> _WRITTEN INSTRUCTION_
Tally the lines in the data below that contain the string "white", with case counting. Reply with the number only.

[Extracted data]
::::::

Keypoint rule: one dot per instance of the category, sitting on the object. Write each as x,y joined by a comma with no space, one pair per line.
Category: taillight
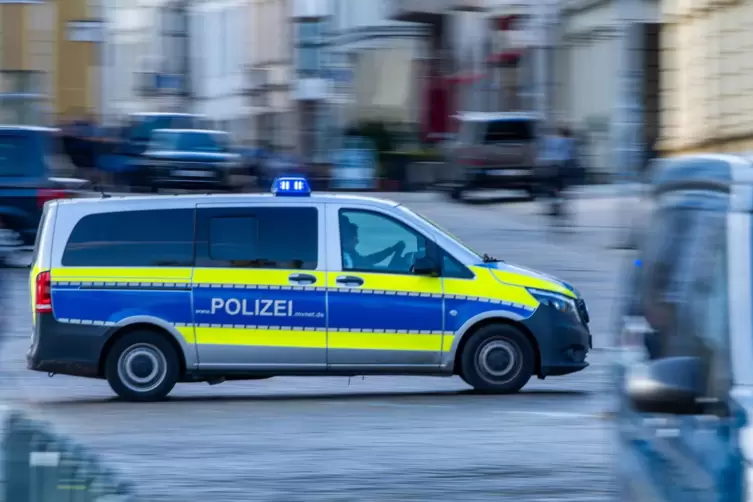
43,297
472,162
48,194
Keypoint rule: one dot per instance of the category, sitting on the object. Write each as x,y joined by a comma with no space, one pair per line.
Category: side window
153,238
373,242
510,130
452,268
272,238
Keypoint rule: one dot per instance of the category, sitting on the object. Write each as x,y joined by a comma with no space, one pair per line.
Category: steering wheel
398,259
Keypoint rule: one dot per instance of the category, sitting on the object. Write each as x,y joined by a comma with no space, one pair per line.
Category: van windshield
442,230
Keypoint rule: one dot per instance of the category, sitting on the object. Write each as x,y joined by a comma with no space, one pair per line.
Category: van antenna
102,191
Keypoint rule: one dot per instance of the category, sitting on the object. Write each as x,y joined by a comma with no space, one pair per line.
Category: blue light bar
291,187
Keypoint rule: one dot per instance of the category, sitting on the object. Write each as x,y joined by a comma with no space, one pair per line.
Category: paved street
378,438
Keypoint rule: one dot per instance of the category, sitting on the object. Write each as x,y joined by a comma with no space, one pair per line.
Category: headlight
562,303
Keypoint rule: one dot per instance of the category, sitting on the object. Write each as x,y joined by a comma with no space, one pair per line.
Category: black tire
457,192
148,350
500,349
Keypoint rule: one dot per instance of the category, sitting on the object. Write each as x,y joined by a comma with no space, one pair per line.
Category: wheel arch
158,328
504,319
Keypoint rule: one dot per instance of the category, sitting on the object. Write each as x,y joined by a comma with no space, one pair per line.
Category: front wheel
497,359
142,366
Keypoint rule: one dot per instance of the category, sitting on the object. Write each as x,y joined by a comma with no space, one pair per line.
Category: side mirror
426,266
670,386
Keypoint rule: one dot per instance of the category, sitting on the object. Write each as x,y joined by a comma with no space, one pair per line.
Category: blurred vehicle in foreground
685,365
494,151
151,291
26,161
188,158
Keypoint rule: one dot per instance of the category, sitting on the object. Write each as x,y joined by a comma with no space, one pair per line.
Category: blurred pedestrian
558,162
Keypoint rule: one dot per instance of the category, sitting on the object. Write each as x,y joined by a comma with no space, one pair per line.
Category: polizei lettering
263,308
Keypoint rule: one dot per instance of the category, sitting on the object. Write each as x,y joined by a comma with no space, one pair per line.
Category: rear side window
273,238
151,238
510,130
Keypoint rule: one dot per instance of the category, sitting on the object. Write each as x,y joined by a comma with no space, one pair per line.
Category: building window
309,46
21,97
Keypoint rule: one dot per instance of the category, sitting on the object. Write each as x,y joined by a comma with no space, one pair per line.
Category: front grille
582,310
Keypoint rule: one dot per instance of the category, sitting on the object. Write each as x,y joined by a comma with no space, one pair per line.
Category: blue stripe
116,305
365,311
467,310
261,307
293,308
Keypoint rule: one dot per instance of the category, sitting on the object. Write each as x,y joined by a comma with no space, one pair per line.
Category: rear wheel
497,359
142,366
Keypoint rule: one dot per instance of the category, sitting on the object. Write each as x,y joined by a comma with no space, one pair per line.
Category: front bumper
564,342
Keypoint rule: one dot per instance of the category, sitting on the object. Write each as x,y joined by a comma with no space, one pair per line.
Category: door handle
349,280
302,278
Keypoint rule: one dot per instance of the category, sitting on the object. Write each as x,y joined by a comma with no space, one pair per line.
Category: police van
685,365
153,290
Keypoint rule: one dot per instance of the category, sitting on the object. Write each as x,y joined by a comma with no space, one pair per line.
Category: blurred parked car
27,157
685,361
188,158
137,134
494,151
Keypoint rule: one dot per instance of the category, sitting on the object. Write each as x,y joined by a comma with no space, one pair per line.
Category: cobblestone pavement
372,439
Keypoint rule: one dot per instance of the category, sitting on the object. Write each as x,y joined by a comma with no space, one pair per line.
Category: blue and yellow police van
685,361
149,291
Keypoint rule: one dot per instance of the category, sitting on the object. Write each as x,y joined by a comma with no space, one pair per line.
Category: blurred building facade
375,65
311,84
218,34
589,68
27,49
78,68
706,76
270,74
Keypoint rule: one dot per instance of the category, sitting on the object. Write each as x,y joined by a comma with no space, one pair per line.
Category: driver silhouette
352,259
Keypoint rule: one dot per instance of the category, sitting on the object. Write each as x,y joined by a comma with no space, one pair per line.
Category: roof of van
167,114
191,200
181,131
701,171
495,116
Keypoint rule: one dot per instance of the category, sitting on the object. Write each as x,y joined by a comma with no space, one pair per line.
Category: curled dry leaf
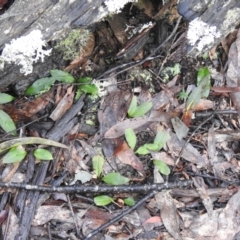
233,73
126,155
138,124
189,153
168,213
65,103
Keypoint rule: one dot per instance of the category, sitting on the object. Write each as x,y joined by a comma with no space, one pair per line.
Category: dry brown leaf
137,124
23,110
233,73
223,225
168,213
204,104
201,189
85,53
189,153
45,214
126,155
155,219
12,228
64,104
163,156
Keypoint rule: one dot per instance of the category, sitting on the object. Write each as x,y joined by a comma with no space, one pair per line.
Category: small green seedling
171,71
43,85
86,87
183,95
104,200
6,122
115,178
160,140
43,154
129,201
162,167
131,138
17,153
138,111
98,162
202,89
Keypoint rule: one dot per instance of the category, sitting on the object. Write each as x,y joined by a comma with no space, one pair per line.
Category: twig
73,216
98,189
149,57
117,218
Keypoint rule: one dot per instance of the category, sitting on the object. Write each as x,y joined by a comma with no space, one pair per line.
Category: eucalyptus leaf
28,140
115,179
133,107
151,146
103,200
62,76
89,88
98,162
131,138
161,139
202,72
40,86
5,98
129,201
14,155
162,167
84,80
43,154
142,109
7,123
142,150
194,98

::::::

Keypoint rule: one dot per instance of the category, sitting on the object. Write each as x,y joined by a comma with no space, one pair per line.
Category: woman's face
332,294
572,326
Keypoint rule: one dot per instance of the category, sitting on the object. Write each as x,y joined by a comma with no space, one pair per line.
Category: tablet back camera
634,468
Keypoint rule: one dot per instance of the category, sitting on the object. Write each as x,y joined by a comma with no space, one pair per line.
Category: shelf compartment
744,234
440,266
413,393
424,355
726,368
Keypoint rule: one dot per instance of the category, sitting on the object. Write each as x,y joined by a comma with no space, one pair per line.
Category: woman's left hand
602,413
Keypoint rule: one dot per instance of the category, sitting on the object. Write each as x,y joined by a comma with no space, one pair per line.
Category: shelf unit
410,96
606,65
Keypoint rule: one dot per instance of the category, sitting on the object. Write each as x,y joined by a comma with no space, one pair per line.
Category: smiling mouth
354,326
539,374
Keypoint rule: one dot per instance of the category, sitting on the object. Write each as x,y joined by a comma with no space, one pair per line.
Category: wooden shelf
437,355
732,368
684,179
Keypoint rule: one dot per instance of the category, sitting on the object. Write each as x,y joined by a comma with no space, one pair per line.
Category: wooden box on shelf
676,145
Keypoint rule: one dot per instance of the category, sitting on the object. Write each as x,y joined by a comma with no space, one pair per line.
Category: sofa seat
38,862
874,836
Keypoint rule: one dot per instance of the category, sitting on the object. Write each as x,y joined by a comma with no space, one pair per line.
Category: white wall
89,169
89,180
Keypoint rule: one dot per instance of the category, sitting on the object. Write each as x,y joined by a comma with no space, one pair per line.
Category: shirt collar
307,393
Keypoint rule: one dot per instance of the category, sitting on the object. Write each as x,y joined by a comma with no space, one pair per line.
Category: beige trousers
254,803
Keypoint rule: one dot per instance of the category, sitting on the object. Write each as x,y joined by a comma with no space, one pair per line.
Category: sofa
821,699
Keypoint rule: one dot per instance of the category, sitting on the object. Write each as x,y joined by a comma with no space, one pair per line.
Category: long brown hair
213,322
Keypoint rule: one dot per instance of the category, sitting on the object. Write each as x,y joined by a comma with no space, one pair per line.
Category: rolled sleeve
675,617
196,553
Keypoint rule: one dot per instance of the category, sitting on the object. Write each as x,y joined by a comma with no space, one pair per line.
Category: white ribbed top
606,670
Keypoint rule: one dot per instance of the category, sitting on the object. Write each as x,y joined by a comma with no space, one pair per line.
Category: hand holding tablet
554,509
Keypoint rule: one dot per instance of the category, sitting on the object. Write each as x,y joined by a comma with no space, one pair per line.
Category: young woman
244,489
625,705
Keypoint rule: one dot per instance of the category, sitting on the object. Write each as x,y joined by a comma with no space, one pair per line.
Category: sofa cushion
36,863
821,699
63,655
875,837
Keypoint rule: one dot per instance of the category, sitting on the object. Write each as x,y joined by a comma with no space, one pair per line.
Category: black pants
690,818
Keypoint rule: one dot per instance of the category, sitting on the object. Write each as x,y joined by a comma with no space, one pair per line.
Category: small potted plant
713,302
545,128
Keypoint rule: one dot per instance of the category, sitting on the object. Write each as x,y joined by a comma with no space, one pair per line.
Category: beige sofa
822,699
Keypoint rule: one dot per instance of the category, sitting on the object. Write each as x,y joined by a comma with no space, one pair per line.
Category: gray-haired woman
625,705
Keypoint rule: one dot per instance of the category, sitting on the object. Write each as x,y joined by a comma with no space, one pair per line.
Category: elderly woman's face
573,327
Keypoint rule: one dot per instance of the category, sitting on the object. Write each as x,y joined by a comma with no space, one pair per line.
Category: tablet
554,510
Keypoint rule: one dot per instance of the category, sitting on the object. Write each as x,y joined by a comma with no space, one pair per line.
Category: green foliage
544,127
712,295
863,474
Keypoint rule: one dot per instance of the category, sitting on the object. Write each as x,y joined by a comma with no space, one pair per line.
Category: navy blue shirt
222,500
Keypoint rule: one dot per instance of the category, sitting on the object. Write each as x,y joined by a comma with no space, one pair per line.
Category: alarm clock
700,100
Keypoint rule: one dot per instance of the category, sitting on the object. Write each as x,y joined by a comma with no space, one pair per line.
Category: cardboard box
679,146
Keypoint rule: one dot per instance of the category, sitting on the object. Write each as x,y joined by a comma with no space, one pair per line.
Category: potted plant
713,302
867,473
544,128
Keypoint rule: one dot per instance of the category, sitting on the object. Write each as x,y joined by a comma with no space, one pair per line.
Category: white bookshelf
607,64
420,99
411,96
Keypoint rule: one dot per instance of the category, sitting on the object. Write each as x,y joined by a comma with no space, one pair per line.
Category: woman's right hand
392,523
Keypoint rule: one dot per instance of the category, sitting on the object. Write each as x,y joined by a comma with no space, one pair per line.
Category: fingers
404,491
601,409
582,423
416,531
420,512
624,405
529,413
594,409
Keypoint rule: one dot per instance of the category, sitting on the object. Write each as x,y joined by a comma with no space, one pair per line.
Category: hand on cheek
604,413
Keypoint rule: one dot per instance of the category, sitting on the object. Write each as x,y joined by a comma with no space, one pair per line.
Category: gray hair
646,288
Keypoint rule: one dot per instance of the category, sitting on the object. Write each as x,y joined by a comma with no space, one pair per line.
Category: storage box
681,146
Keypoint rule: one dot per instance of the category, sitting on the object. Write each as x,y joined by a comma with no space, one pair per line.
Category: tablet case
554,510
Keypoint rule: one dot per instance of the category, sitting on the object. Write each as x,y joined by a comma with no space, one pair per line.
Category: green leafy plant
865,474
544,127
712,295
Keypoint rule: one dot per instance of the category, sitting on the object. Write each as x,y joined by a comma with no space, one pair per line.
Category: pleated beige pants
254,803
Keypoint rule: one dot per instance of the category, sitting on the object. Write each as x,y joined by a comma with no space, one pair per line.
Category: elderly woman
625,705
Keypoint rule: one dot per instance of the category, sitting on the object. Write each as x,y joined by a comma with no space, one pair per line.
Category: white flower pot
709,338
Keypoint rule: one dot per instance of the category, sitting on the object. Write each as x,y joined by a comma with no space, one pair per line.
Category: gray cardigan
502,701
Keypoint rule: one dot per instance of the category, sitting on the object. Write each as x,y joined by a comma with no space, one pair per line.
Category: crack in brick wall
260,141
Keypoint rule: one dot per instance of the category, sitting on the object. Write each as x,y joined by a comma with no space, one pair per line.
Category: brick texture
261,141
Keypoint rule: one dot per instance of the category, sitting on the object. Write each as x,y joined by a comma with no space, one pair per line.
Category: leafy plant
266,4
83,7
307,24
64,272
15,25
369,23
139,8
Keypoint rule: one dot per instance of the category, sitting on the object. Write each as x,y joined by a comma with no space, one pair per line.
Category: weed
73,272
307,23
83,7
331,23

::::::

> _ANSWER IN FULL_
4